(Object position labeling entries)
^^^^

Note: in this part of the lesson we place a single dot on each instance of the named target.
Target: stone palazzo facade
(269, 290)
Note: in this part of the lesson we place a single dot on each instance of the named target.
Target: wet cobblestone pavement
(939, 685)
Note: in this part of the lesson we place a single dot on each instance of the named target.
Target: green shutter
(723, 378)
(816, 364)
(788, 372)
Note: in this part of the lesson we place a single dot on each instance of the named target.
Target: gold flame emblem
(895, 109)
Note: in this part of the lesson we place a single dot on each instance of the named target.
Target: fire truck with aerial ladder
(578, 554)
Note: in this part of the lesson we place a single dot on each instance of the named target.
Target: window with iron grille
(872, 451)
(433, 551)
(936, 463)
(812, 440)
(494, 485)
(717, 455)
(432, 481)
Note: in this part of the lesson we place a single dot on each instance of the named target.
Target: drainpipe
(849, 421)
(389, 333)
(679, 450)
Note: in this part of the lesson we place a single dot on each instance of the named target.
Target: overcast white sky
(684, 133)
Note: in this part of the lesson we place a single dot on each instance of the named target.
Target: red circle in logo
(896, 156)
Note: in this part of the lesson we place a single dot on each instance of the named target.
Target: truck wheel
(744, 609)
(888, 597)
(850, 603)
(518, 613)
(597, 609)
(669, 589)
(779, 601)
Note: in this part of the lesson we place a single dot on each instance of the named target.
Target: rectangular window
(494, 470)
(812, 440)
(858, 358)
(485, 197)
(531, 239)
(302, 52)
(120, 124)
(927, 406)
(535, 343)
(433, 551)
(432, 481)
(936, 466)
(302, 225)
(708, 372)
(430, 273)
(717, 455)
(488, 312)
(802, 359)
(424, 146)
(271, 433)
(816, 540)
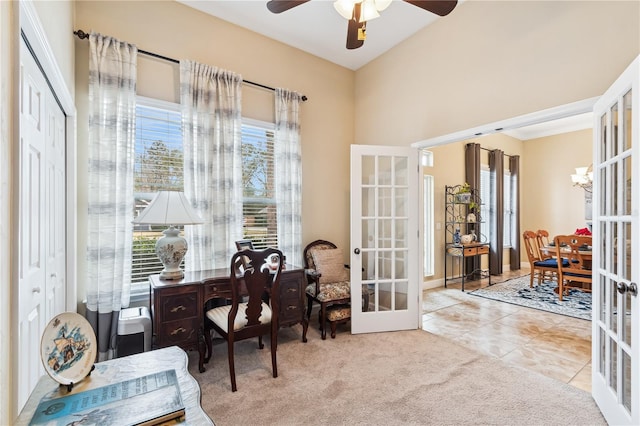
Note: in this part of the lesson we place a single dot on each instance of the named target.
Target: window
(486, 209)
(159, 167)
(258, 180)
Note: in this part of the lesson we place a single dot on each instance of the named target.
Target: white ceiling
(315, 27)
(549, 128)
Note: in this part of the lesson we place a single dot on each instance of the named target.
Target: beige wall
(549, 199)
(56, 17)
(177, 31)
(493, 60)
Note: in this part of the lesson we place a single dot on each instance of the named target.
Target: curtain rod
(82, 35)
(487, 149)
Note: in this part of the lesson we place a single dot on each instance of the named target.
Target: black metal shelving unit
(463, 212)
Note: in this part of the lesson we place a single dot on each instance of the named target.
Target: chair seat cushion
(338, 313)
(551, 263)
(330, 291)
(220, 316)
(578, 274)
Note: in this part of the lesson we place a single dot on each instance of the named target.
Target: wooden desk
(462, 253)
(177, 306)
(120, 369)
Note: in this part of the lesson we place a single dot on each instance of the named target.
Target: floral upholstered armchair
(328, 285)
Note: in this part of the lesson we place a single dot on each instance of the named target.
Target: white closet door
(42, 252)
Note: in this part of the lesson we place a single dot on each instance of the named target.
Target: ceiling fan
(358, 12)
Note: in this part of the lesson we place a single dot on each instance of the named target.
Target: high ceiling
(315, 27)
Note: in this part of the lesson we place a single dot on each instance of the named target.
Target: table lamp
(170, 208)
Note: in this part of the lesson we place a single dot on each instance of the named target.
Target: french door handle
(631, 288)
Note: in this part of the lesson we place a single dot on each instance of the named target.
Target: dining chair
(542, 236)
(576, 272)
(540, 268)
(252, 312)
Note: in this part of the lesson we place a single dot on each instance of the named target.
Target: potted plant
(463, 194)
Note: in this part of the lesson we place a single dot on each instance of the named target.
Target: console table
(120, 369)
(177, 306)
(461, 254)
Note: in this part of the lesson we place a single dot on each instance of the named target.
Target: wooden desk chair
(255, 317)
(540, 268)
(542, 237)
(573, 273)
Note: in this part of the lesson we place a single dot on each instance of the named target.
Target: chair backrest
(260, 279)
(569, 247)
(315, 245)
(531, 246)
(542, 237)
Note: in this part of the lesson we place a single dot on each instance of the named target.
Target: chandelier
(369, 9)
(583, 177)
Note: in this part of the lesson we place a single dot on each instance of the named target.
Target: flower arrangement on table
(463, 196)
(582, 231)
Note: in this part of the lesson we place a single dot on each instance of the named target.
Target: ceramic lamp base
(171, 250)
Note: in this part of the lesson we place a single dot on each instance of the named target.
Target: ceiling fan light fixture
(344, 8)
(369, 11)
(382, 4)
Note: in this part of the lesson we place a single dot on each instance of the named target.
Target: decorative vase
(456, 237)
(463, 198)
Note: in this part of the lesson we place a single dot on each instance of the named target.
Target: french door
(385, 249)
(616, 235)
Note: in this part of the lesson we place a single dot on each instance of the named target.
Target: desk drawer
(179, 306)
(470, 251)
(214, 290)
(290, 312)
(179, 332)
(289, 291)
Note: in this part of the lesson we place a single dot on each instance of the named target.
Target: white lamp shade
(369, 11)
(344, 8)
(169, 208)
(382, 4)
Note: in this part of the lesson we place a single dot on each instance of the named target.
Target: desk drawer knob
(178, 330)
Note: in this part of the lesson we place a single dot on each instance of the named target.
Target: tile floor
(554, 345)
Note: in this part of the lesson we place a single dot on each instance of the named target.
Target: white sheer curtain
(112, 103)
(288, 174)
(212, 126)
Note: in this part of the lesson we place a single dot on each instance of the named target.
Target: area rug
(516, 291)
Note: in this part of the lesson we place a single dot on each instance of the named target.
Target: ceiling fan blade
(279, 6)
(439, 7)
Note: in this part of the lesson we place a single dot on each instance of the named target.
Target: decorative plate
(68, 348)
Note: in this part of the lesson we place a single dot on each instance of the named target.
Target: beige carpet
(406, 377)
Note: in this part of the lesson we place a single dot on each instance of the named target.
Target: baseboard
(427, 285)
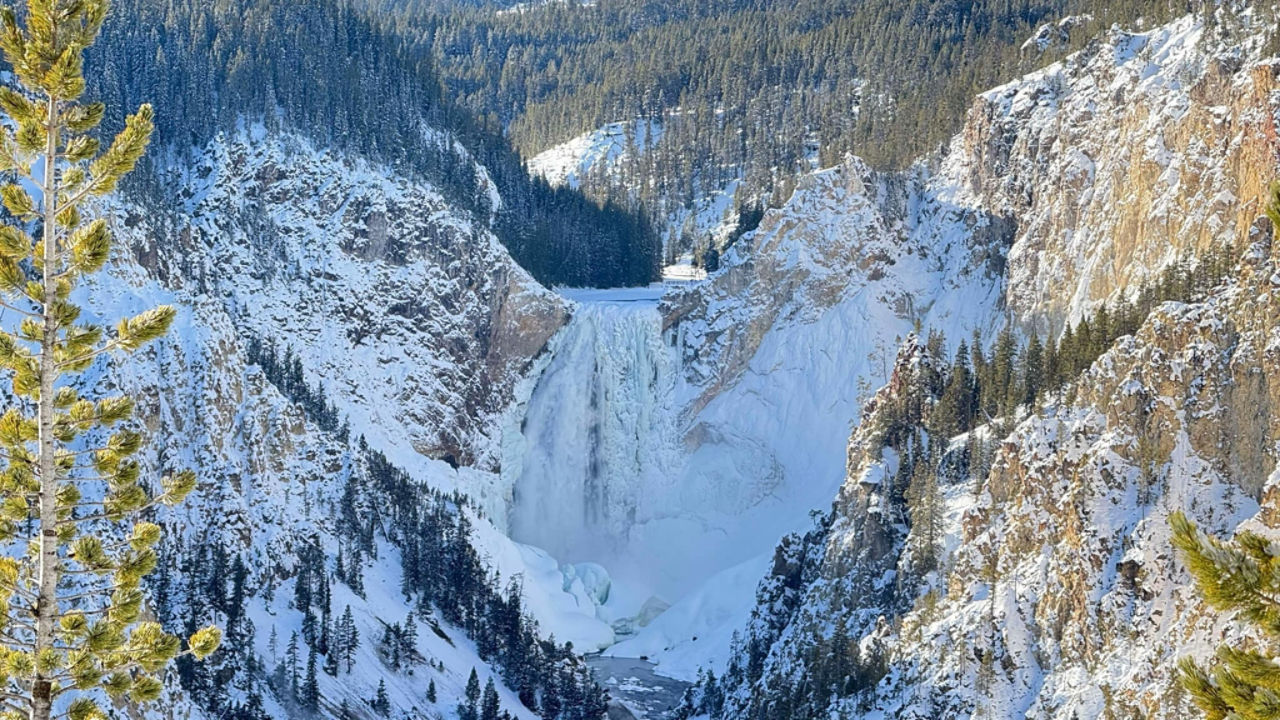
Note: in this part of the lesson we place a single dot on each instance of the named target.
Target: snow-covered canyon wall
(1057, 593)
(598, 441)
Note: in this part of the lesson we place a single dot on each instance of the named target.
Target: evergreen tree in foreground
(1244, 577)
(69, 482)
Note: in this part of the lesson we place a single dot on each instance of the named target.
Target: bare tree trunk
(49, 570)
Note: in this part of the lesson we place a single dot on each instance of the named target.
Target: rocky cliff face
(412, 318)
(402, 333)
(1057, 593)
(1137, 151)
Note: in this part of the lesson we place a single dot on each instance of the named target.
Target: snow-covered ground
(598, 151)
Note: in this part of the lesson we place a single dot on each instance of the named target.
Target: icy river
(638, 692)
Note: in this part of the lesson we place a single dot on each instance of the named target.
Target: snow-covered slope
(602, 150)
(414, 336)
(1059, 593)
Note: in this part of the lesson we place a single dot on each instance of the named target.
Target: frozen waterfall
(599, 431)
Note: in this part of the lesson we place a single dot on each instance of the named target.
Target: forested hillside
(753, 90)
(350, 83)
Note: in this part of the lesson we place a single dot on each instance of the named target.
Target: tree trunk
(49, 570)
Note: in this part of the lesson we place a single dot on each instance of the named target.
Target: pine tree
(1033, 370)
(311, 684)
(382, 703)
(350, 638)
(467, 709)
(489, 706)
(55, 652)
(1244, 577)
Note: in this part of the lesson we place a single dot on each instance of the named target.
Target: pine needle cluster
(72, 493)
(1242, 575)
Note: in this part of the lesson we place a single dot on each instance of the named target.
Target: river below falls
(638, 692)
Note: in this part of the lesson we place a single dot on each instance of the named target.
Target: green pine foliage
(71, 628)
(1242, 577)
(743, 89)
(352, 83)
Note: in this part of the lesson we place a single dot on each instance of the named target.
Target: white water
(599, 432)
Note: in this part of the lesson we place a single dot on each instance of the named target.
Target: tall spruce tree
(69, 481)
(1244, 577)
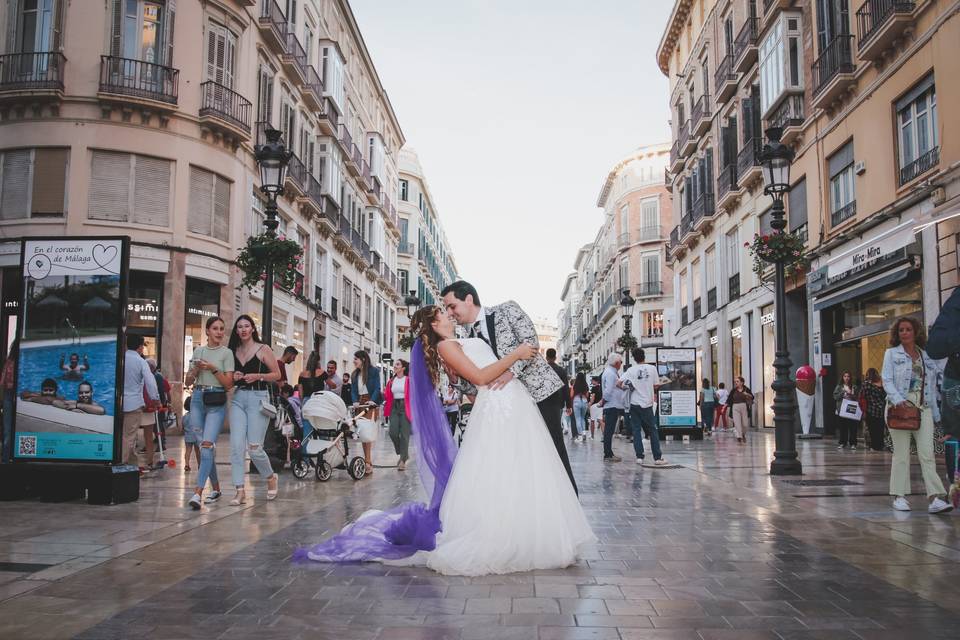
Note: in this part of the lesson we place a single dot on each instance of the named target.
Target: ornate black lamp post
(776, 158)
(272, 158)
(626, 303)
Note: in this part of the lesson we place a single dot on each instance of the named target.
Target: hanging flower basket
(778, 246)
(262, 251)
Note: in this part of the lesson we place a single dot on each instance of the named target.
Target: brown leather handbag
(904, 418)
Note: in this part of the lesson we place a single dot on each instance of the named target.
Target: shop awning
(865, 286)
(880, 245)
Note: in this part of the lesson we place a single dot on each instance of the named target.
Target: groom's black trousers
(552, 411)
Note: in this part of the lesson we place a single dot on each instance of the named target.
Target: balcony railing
(139, 79)
(874, 14)
(919, 166)
(704, 206)
(837, 58)
(650, 288)
(727, 180)
(39, 71)
(746, 41)
(733, 286)
(845, 212)
(225, 104)
(651, 233)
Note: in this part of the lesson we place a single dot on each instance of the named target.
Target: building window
(843, 201)
(145, 310)
(209, 210)
(780, 61)
(33, 183)
(917, 130)
(125, 187)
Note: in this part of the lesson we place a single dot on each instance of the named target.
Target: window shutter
(151, 191)
(116, 28)
(109, 197)
(49, 182)
(14, 192)
(199, 215)
(221, 208)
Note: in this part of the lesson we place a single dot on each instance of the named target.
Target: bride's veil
(413, 526)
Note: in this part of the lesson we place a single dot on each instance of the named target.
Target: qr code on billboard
(27, 446)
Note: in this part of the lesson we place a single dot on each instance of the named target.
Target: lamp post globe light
(776, 158)
(626, 304)
(272, 158)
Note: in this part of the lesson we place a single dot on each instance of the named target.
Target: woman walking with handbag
(846, 424)
(365, 388)
(211, 374)
(255, 370)
(910, 379)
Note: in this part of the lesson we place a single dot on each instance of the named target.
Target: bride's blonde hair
(422, 326)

^^^^

(EXERCISE):
Please count the lines in the rows above that contain the string "wooden", treating case as significant, and reply with only that number.

(RESULT OF THIS EXERCISE):
2